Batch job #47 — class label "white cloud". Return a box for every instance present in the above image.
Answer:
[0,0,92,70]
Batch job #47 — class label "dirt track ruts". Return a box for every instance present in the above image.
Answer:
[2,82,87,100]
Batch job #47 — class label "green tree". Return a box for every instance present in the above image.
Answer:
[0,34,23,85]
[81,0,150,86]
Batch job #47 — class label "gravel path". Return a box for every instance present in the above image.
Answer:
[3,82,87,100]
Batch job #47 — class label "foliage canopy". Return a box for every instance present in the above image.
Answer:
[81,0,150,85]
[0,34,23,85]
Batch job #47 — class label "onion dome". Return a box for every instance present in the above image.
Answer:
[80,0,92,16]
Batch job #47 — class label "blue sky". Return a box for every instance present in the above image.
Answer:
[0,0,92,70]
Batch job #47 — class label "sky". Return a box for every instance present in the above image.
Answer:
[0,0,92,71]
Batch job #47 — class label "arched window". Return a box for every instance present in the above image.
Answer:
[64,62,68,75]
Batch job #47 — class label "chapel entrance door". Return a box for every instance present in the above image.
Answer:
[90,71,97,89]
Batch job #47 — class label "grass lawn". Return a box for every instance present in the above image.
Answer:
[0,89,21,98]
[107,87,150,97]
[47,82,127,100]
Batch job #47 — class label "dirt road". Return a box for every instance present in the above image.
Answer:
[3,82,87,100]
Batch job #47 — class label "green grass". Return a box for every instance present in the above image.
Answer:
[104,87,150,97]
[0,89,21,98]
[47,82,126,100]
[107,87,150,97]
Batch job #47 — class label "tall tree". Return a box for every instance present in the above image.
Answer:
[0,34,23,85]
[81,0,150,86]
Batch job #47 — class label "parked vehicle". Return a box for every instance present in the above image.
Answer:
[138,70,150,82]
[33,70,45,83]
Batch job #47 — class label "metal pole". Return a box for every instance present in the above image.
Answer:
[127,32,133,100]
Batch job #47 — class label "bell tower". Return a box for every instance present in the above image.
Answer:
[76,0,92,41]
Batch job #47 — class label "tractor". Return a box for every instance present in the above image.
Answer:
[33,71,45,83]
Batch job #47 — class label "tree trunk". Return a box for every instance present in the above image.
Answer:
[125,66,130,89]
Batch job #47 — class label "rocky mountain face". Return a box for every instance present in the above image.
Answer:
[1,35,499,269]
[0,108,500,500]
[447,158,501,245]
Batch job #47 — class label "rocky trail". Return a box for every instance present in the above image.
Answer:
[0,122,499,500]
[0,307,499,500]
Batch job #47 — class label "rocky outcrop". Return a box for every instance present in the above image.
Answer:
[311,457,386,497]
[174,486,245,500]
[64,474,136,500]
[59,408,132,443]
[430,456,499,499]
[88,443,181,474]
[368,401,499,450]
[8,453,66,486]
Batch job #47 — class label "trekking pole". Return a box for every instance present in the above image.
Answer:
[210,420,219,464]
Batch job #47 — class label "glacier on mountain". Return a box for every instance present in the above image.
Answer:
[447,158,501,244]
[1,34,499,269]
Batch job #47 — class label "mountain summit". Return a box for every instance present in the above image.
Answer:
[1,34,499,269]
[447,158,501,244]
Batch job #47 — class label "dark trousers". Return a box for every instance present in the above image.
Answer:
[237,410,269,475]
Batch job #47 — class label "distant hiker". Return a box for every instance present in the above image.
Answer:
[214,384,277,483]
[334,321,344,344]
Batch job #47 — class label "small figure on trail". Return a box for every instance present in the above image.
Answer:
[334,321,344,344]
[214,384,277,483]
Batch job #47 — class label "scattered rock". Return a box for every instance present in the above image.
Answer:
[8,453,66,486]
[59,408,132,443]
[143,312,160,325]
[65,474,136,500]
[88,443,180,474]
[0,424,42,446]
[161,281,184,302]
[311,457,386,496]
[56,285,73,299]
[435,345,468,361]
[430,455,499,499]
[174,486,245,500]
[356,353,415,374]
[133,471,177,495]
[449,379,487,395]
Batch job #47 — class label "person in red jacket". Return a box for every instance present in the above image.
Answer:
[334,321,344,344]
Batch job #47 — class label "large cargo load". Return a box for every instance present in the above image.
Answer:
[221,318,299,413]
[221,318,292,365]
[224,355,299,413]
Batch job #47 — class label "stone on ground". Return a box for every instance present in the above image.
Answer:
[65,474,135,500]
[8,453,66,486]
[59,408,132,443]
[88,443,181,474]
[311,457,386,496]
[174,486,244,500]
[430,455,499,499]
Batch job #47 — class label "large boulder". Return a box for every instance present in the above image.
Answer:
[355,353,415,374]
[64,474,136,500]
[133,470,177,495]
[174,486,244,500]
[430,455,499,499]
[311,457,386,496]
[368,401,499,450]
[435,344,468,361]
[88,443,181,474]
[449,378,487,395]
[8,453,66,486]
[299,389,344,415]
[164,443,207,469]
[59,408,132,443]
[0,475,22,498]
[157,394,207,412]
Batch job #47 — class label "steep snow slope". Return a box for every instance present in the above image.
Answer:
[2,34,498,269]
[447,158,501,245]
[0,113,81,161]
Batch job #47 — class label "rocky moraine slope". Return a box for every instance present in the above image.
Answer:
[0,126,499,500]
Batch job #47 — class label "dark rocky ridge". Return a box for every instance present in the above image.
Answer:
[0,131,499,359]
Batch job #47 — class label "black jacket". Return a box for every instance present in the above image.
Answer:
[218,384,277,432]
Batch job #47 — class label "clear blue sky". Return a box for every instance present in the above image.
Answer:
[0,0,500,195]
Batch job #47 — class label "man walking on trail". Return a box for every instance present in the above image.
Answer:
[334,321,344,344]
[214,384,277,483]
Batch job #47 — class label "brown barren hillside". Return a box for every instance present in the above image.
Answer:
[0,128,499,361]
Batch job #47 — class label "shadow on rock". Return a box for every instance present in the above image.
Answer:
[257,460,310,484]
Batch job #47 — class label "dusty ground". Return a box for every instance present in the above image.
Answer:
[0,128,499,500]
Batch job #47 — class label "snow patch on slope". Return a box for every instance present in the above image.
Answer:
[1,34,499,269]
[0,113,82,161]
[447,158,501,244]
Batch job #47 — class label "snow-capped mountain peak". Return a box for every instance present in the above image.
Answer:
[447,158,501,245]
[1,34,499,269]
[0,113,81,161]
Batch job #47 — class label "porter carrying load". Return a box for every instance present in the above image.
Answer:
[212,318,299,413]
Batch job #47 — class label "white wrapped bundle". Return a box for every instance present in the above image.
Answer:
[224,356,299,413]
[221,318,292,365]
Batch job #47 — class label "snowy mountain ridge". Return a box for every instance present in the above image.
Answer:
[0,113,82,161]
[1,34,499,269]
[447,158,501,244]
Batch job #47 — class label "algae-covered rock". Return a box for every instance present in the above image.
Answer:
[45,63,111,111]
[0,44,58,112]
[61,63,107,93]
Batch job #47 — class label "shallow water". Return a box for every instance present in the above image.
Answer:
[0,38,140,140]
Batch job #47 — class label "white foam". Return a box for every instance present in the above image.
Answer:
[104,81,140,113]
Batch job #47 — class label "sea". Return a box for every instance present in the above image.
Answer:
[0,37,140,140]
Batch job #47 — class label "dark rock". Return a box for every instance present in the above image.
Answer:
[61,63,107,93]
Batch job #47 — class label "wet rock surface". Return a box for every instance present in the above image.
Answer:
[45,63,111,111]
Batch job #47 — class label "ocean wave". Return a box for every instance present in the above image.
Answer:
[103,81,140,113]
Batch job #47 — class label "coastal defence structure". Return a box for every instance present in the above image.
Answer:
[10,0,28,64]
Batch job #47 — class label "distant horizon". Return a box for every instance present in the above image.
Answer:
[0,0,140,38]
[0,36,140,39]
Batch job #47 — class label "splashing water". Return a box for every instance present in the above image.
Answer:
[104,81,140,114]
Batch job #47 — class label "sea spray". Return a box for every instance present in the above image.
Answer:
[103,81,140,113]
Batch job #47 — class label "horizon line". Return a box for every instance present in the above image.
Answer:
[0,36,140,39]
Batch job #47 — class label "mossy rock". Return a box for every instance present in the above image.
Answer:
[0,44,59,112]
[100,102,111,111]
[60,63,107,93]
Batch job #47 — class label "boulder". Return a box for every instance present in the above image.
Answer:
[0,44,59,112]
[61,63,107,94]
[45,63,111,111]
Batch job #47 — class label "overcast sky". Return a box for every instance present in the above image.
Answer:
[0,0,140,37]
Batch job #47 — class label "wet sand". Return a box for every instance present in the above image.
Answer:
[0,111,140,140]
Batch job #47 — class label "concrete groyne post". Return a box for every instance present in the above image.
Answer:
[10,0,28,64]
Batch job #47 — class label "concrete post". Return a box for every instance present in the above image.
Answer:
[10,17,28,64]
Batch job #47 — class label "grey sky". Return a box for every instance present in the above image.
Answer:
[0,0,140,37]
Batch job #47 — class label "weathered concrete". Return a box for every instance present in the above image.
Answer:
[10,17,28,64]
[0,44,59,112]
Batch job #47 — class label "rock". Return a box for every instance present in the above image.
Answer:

··········

## OBJECTIVE
Pull out every line of the material that contains the string "pole". Case counts.

## ANSWER FOR THE TASK
Batch job #47 — class label "metal pole". Return a box for every instance present in the above image.
Batch job #47 — class label "trekking pole". Return a box for every instance present in the above image.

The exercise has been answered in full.